Task details: Recast every line of the entries below as a JSON list of strings, one string per line, omitting any blank lines.

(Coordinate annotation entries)
:::::

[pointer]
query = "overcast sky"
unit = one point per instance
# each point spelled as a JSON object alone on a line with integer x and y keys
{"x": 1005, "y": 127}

:::::

Answer to this exercise:
[
  "[pointer]",
  "query = \"overcast sky\"",
  "unit = one point per instance",
  "# each point spelled as a JSON object alone on a line with integer x and y keys",
  "{\"x\": 1005, \"y\": 127}"
]